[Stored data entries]
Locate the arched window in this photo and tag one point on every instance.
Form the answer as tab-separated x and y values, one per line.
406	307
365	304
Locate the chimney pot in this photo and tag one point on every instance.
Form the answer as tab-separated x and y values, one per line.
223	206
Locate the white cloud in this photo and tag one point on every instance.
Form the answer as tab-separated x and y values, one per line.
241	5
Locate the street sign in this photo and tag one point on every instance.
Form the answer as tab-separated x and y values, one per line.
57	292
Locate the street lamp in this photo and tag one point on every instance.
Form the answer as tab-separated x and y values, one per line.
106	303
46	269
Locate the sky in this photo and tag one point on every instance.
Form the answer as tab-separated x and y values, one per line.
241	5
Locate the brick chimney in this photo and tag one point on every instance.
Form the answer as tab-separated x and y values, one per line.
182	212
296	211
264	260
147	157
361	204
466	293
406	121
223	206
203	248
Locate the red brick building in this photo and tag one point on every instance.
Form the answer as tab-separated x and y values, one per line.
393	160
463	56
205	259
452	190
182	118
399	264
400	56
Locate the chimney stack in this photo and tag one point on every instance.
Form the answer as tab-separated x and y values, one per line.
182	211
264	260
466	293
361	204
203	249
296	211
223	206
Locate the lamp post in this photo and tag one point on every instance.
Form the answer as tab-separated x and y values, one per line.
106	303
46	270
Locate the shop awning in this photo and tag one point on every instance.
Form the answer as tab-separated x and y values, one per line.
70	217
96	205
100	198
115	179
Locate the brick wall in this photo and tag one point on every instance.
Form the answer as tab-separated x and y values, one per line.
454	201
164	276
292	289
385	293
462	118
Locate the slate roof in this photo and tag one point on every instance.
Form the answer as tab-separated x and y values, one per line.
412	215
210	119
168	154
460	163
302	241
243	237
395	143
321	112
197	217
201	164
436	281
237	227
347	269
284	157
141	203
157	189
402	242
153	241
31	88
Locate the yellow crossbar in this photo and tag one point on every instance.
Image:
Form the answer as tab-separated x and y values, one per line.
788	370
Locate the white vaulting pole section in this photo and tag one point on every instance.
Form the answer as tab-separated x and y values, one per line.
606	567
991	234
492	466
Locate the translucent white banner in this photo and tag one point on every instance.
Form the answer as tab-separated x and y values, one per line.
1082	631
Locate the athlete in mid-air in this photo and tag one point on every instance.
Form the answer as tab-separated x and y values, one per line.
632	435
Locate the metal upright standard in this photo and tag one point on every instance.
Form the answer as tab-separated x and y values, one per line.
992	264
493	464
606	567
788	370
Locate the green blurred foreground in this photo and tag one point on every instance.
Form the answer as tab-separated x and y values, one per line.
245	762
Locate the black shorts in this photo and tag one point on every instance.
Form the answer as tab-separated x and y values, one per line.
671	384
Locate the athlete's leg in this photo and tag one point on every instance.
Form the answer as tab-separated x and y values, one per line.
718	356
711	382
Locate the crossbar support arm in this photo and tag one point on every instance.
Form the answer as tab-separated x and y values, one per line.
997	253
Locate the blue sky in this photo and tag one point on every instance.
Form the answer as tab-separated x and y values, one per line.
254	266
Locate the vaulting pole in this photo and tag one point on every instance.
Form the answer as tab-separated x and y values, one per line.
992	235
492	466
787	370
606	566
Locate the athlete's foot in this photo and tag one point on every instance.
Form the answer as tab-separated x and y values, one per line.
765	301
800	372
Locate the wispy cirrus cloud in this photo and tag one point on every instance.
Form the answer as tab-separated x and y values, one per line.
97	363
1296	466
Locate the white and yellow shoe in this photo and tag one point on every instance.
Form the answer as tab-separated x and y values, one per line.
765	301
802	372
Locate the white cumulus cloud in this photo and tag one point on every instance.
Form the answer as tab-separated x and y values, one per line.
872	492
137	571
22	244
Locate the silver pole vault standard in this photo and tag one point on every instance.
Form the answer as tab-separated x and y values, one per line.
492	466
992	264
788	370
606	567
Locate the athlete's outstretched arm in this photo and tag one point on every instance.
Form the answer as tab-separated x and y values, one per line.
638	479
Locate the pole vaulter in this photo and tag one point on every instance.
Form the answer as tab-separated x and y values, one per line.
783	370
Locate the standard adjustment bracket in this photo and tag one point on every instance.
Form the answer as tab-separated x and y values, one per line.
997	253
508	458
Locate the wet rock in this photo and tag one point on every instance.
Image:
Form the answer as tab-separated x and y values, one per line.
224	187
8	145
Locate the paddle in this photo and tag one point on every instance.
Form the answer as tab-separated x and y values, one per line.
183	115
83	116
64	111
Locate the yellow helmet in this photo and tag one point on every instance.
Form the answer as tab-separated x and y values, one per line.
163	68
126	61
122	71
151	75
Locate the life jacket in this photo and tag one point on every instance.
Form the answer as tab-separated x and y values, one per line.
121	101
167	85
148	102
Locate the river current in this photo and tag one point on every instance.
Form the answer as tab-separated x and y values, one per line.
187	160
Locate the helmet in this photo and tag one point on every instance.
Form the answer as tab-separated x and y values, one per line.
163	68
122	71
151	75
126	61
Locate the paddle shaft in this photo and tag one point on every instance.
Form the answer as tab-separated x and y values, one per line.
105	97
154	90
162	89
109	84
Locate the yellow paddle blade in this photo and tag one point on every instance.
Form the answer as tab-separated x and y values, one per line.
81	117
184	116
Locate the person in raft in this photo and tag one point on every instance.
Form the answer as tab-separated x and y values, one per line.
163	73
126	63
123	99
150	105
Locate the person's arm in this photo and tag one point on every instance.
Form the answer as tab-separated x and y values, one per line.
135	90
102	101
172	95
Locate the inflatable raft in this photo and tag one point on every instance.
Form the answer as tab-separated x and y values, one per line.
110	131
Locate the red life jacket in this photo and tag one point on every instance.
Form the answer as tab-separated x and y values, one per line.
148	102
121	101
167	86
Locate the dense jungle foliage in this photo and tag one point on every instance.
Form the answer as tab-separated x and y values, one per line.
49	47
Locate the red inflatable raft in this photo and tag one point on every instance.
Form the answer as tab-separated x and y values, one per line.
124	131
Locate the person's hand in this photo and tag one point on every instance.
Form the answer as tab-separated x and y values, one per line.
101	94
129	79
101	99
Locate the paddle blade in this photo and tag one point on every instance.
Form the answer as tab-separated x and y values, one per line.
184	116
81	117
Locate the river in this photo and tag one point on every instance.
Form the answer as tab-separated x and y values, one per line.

Your instructions:
Would you please reproduce all of the lines above exactly?

Solution below:
Locate the arched window in this photo and tag one point on every instance.
Form the answer as tab-separated x and y values, one per line.
406	307
365	304
Locate the chimney pot in this photo and tag one point on every instance.
Form the answer as tab-separated x and y values, one per line.
223	206
Locate the white cloud in this photo and tag one point on every instance.
Form the answer as tab-separated x and y values, one per line.
241	5
Locate the street sign in this photo and tag one point on every instance.
Form the answer as tab-separated x and y values, one per line.
57	292
Locate the street lamp in this photo and tag one point on every instance.
Form the answer as tab-separated x and y values, one per line.
106	303
46	269
Locate the sky in this photo and tag one point on every instance.
Form the answer as tab-separated x and y values, one per line.
241	5
Locate the brick chimney in this photo and tag one point on every instance.
Form the answer as tab-separated x and y values, one per line.
182	212
296	211
264	260
147	157
361	204
466	293
406	121
223	206
203	248
Locate the red brick building in this photo and tag one point on every instance.
Form the answer as tab-separated x and y values, one per line.
393	160
463	56
205	259
452	190
182	118
399	264
400	56
Locate the chimney stack in this photo and tag one point on every instance.
Form the answer as tab-separated x and y values, one per line.
182	211
264	260
466	293
361	204
203	249
296	211
223	206
Locate the lamp post in this photo and tag one point on every instance.
Form the answer as tab-separated x and y values, one per line.
106	303
46	270
Locate the shop awning in this photo and tag one point on every instance.
Form the answer as tab-separated x and y values, one per line.
70	217
96	205
100	198
115	179
Locate the brick wall in this photo and tag one point on every instance.
Form the answer as tab-separated x and y values, one per line.
454	201
164	276
292	289
385	293
462	118
Locate the slate roof in this photo and tag one point on every instance.
Form the answer as tab-separated x and y values, one per line.
412	215
210	119
168	154
460	163
302	241
243	237
395	143
321	112
197	217
201	164
436	281
237	227
347	269
284	157
141	203
157	189
402	242
153	241
31	88
Locate the yellow crossbar in this photo and tag one point on every instance.
Image:
Form the answer as tab-separated x and y values, one per line.
788	370
Locate the white vaulting pole section in this photo and tag one point on every instance.
Form the answer as tab-separated x and y values, one per line.
606	567
991	234
492	466
Locate the translucent white banner in this photo and tag one point on every instance.
Form the answer as tab-separated x and y values, one per line.
1082	631
Locate the athlete in mid-air in this photo and tag one point on every instance.
Form the answer as tab-separated x and y values, one per line.
632	435
Locate the metal upright standard in this photo and tag one point on every instance.
Form the answer as tab-separated x and y values, one per line.
992	264
493	464
606	567
788	370
Locate the green blurred foreground in this photo and tag one point on every instance.
Form the answer as tab-separated x and y values, one per line.
245	762
Locate the black shorts in this photo and tag one point on every instance.
Form the answer as tab-separated x and y values, one per line.
671	384
Locate the athlete's leg in this photo and tag one point on every instance.
Form the answer as tab-separated x and y values, one per line.
718	356
711	382
Locate the crossbar support arm in this photo and tag one point on every instance.
Form the answer as tab-separated x and y values, one per line.
997	253
Locate the blue sky in this photo and tag one point on every instance.
Form the answer as tab-separated x and y values, one per line.
254	266
Locate the vaulting pole in this photo and tag one point on every instance.
Form the answer as tab-separated x and y values, one per line.
992	235
492	466
787	370
606	566
Locate the athlete's foot in this photo and tag one point on every instance.
Form the answer as tab-separated x and y values, one per line.
765	301
800	372
Locate the wispy cirrus cloud in this photo and tag one point on every instance.
Form the answer as tab-separated x and y values, one per line.
97	363
1296	466
Locate the white and yellow shoe in this photo and tag one point on every instance.
Form the answer as tab-separated x and y values, one per line.
765	301
802	372
Locate the white cumulus cloud in this photo and tag one point on every instance.
Form the answer as tab-separated x and y values, one per line.
872	492
137	571
22	244
Locate the silver pole vault standard in this photo and tag one point on every instance.
Form the answer as tab-separated x and y values, one per line.
492	466
992	264
788	370
606	567
Locate the athlete's outstretched arm in this photo and tag one point on every instance.
Form the answer as tab-separated x and y values, one per line.
638	479
Locate the pole vaulter in this photo and tag one point on every instance.
Form the answer as tab-separated x and y values, one per line.
783	370
Locate the standard adjustment bracket in this photo and tag one point on every instance.
Form the answer as tab-separated x and y values, one per line.
997	253
508	458
Locate the wet rock in this photo and tag one point on every instance.
Image:
Form the answer as tab-separated x and y values, one per line.
224	187
8	145
Locate the paddle in this photo and tag one point on every instance.
Form the answer as tab-separated x and y values, one per line.
183	115
83	116
64	111
Locate the yellow helmet in this photo and tag one point on every instance.
Form the answer as tab-separated x and y values, one per line.
163	68
126	61
122	71
151	75
Locate the life jacket in this photo and tag one point on every instance.
Form the answer as tab-separated x and y values, one per line.
121	101
167	85
148	102
Locate the river current in this photo and tag one point on every instance.
Form the answer as tab-separated x and y values, one per line.
187	160
Locate the helmet in this photo and tag one point on every instance.
Form the answer as tab-separated x and y values, one per line.
163	68
122	71
151	75
126	61
Locate the paddle shaft in this photo and tag one point on every instance.
Form the answer as tab-separated x and y values, one per line.
105	97
154	90
162	89
109	84
Locate the yellow paddle blade in this photo and tag one point on every instance.
Form the answer as tab-separated x and y values, one per line.
81	117
184	116
Locate the person in raft in this photo and tag one point on every instance.
Form the answer as tab-separated x and y values, one per line.
163	73
126	63
123	99
150	105
Locate the person's arm in this photo and tag one point on every instance.
Form the answer as tab-separated x and y values, one per line.
135	90
102	101
172	95
Locate the inflatable raft in this photo and tag one point on every instance.
Form the answer as tab-separated x and y values, one per line.
110	131
Locate the red life jacket in this photo and tag one point on every instance.
Form the answer as tab-separated x and y values, one per line.
148	102
121	101
167	86
Locate the dense jungle foliage in this photo and tag one point on every instance.
Form the answer as tab-separated x and y values, one per line.
49	47
Locate the red inflatable raft in this photo and tag one point on every instance.
Form the answer as tab-separated x and y values, one per line.
124	131
Locate the person's hand in this photo and tag one point on every instance.
Form the answer as tab-separated x and y values, one per line.
101	94
129	79
101	99
Locate the paddle blade in this photo and tag one point on every instance.
Form the answer as tab-separated x and y values, one per line.
184	116
81	117
Locate the river in this photo and tag one point on every instance.
Form the answer as tab-separated x and y values, one per line.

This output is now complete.